__Task statement__:
Turn the lines below into a numbered list, omitting any blank lines.

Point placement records

——————

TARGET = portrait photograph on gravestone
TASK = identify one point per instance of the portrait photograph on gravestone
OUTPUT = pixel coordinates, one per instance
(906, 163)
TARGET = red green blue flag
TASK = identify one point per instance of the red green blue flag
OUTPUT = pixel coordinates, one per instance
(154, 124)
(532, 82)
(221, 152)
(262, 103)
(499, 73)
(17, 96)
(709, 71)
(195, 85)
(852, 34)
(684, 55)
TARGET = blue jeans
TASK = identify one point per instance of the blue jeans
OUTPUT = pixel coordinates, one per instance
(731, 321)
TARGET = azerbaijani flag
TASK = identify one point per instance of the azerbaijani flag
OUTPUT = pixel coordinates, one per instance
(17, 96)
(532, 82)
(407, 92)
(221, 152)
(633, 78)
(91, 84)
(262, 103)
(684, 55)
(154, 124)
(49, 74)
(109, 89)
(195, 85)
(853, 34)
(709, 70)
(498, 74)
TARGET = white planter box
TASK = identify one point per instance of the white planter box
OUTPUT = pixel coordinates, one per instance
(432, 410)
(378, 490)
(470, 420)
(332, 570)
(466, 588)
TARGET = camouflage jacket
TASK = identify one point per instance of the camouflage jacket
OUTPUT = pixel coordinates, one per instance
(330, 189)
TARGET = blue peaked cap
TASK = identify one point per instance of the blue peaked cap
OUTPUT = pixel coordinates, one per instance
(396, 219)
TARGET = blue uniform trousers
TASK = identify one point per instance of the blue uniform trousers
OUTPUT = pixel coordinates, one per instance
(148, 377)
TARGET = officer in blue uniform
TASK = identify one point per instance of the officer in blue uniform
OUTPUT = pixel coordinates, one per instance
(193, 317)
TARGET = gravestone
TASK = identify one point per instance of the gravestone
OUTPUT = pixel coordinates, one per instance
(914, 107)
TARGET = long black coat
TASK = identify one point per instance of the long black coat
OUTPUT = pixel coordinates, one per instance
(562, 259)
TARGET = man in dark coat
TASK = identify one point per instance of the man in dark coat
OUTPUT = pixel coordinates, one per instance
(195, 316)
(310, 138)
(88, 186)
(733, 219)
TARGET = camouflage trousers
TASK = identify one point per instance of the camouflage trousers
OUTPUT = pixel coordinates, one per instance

——————

__Solution to the problem__:
1. TARGET = portrait photograph on gravestone
2. TASK = identify one point per instance of the portrait photograph on gravestone
3. OUTPUT = pixel coordinates, one per instance
4. (906, 163)
5. TARGET = red green blue flag
6. TASK = identify one point per instance of the red green blue flag
7. OUTPUT = pixel coordinates, one per instance
8. (154, 124)
9. (532, 82)
10. (221, 152)
11. (262, 103)
12. (499, 73)
13. (17, 96)
14. (709, 71)
15. (195, 85)
16. (852, 34)
17. (684, 55)
18. TARGET = blue jeans
19. TASK = identify one point per instance of the blue jeans
20. OUTPUT = pixel coordinates, one per instance
21. (731, 321)
22. TARGET = azerbaijani flag
23. TASK = identify one point per instance of the azerbaijani flag
24. OUTPUT = pixel coordinates, one per instance
25. (17, 96)
26. (532, 82)
27. (407, 92)
28. (221, 152)
29. (633, 78)
30. (91, 84)
31. (262, 103)
32. (684, 55)
33. (154, 124)
34. (49, 74)
35. (109, 89)
36. (195, 85)
37. (853, 34)
38. (709, 70)
39. (498, 74)
40. TARGET = white planter box
41. TASK = identify one point per instance of the white planter box
42. OUTPUT = pixel coordinates, one per instance
43. (432, 410)
44. (378, 490)
45. (470, 420)
46. (332, 570)
47. (466, 588)
48. TARGET = camouflage jacket
49. TASK = identify one point per instance of the camouflage jacket
50. OUTPUT = pixel coordinates, one per instance
51. (330, 189)
52. TARGET = blue peaked cap
53. TASK = identify one point per instance of the blue peaked cap
54. OUTPUT = pixel coordinates, one per instance
55. (396, 219)
56. TARGET = blue uniform trousers
57. TASK = identify one point per instance of the blue uniform trousers
58. OUTPUT = pixel coordinates, one per instance
59. (148, 377)
60. TARGET = officer in blue uniform
61. TASK = identify one point per instance of the officer in blue uniform
62. OUTPUT = pixel coordinates, one per instance
63. (193, 317)
64. TARGET = gravestone
65. TASK = identify one point per instance of the gravestone
66. OUTPUT = pixel coordinates, one per instance
67. (914, 107)
68. TARGET = long black coat
69. TASK = identify one point per instance of the long black coat
70. OUTPUT = pixel coordinates, one per instance
71. (562, 259)
72. TARGET = man in dark coat
73. TASK = identify one point per instance of the man in dark coat
74. OUTPUT = pixel coordinates, one per instance
75. (195, 316)
76. (310, 138)
77. (88, 186)
78. (733, 219)
79. TARGET = camouflage trousers
80. TASK = identify one point per instance of the camouflage trousers
81. OUTPUT = pixel coordinates, one per instance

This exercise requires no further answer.